## [TEXTE SUPPORT]
******

L’irruption du citoyen dans la démocratie sanitaire

Regards croisés, Giovanna MARSICO – Ministère de la Santé et Michel GAGNEUX – ASIP Santé.

Photo de Giovanna MARSICO

Longtemps le système de santé s’est accommodé du patient et de ses proches. C’est la loi Kouchner de 2002 qui a inscrit la place du patient et de son consentement au cœur du parcours de soins. Cette ouverture, qui s’installe progressivement, coïncide avec un nouveau mouvement d’horizontalisation de la société. Comme en entreprise ou en politique, les individus relativisent désormais les hiérarchies et les statuts pour s’imposer comme des acteurs pleins et entiers de leur existence. La révolution numérique achève de leur donner les moyens d’y parvenir. Nous entrons dans une nouvelle ère numérique de la démocratie sanitaire. Ce surplus de démocratie est une nouvelle ouverture vers l’implication des patients, la prise en compte de leurs besoins et par conséquent, d’une meilleure efficience de notre système de santé.

******

## [DONNÉES]
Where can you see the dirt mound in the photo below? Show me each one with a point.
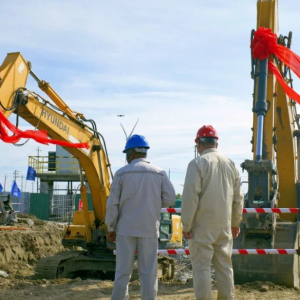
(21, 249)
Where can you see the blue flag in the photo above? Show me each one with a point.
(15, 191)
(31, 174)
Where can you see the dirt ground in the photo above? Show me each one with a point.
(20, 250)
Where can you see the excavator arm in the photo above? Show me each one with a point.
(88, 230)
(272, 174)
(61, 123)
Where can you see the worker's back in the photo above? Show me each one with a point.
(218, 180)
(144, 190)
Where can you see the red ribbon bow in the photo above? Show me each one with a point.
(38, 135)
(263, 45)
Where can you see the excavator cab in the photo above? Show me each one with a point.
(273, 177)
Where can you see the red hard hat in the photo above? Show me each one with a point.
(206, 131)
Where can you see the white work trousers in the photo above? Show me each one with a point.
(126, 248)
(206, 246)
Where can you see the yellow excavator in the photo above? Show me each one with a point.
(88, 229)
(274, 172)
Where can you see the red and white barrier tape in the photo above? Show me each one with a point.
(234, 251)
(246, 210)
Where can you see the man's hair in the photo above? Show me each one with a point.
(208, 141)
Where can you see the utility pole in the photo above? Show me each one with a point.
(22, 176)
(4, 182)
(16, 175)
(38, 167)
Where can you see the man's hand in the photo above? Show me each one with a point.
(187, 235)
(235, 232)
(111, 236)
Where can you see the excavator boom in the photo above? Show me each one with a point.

******

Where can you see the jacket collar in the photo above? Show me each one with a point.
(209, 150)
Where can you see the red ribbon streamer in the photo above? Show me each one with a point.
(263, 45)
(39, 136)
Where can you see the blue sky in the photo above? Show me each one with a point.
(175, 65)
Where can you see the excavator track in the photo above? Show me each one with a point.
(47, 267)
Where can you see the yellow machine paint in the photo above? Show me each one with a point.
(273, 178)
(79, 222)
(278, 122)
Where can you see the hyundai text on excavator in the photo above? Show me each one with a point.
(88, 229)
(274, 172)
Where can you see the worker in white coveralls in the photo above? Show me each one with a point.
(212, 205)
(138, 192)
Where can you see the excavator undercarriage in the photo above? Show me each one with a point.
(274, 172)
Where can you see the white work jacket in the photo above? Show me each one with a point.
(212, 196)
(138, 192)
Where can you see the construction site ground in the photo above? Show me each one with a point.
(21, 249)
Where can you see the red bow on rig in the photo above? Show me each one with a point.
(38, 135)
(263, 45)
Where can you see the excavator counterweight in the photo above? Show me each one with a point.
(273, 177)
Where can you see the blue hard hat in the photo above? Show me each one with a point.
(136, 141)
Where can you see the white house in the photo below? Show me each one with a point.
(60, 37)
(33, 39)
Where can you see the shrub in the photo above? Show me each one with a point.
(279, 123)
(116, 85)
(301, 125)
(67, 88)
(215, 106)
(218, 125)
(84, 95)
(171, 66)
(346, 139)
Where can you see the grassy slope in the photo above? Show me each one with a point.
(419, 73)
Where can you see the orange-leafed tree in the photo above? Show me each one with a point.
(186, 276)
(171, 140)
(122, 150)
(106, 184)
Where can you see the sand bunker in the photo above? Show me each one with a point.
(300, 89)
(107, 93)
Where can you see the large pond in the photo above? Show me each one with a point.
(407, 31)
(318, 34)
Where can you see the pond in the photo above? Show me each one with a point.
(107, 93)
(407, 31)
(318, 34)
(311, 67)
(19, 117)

******

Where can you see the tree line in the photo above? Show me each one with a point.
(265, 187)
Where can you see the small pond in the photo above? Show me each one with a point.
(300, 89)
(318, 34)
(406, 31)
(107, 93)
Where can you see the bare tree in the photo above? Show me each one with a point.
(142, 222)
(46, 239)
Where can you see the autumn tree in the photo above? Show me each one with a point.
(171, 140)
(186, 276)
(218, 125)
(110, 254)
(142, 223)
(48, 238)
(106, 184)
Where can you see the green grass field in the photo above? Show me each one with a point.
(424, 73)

******

## [CONSIGNE 1]
Recopiez le passage du texte sur la démocratie sanitaire qui commence à « Photo de Giovanna » et se termine à « système de santé. ».
## [CONSIGNE 2]
Répondez à ces questions d'après le texte sur la démocratie sanitaire.
(a) Quelle loi a inscrit la place du patient et de son consentement au cœur du parcours de soins, et en quelle année ?
(b) Avec quel mouvement de la société cette ouverture coïncide-t-elle ?
(c) Qu'est-ce qui achève de donner aux individus les moyens de s'imposer comme acteurs de leur existence ?
## [CONSIGNE 3]
Prolongez le texte sur la démocratie sanitaire à la suite de sa dernière phrase.

## [RÉPONSE 1]
Photo de Giovanna MARSICO

Longtemps le système de santé s’est accommodé du patient et de ses proches. C’est la loi Kouchner de 2002 qui a inscrit la place du patient et de son consentement au cœur du parcours de soins. Cette ouverture, qui s’installe progressivement, coïncide avec un nouveau mouvement d’horizontalisation de la société. Comme en entreprise ou en politique, les individus relativisent désormais les hiérarchies et les statuts pour s’imposer comme des acteurs pleins et entiers de leur existence. La révolution numérique achève de leur donner les moyens d’y parvenir. Nous entrons dans une nouvelle ère numérique de la démocratie sanitaire. Ce surplus de démocratie est une nouvelle ouverture vers l’implication des patients, la prise en compte de leurs besoins et par conséquent, d’une meilleure efficience de notre système de santé.

## [RÉPONSE 2]
(a) La loi Kouchner, en 2002.
(b) Un nouveau mouvement d'horizontalisation de la société.
(c) La révolution numérique.

## [RÉPONSE 3]
L’État a d’ores et déjà élaboré les premiers outils numériques de la démocratie sanitaire. Le Service Public d’Information en Santé (SPIS) est né de la loi de modernisation du système de santé. La capacité des citoyens à faire des choix éclairés sur leur santé dépend de leur accès à une information de qualité, indépendante et transparente. Or, le développement des espaces numériques produit un foisonnement de données de qualité inégale parfois insuffisantes ou contradictoires, voire erronées. C’est pourquoi le SPIS a identifié des critères permettant d’assurer aux usagers un espace de confiance qui garantit la qualité de l’information proposée. Le premier des ces critères concerne l’accessibilité de l’information, parce que parfois le langage en est le premier  barrage. Le second touche au caractère actionnable de l’information, pour que chacun puisse faire des choix éclairés. Dans sa démarche d’offre d’information fiable, accessible et indépendante, le SPIS s’appuie sur sante.fr, un portail permettant d’accéder aux connaissances sur la santé et sur l’offre de soins de manière personnalisée. Le SPIS a vocation à lever les incohérences d’informations qui pourraient empêcher les usagers de s’impliquer dans leur parcours et de favoriser leur évaluation du système.

Autre initiative favorisant la démocratie sanitaire, l’ASIP Santé a créé pour le Ministère de la Santé un portail de signalement des événements sanitaires indésirables. Ce portail permet aux citoyens comme aux professionnels de santé de faire remonter des informations sur toute conséquence indésirable observée suite à l’utilisation de médicaments ou d’autres produits sanitaires. Les signalements sont ensuite transmis et analysés par des experts. Ce portail a pour vocation de redonner toute sa place à l’usager dans la détection des signaux faibles qui pourraient précéder une catastrophe sanitaire. Elle accélère la capacité des autorités à déceler ces signaux et à réagir. Le numérique offre cette nouvelle alliance avec les citoyens au service de la santé publique. On peut imaginer tout l’intérêt d’un tel dispositif face aux effets du Mediator cet été…. Les citoyens se sont d’ores et déjà largement saisis de ce portail, qui n’a pas manqué de faire remonter certains effets indésirables signalés au sujet de la nouvelle composition du Lévothyrox.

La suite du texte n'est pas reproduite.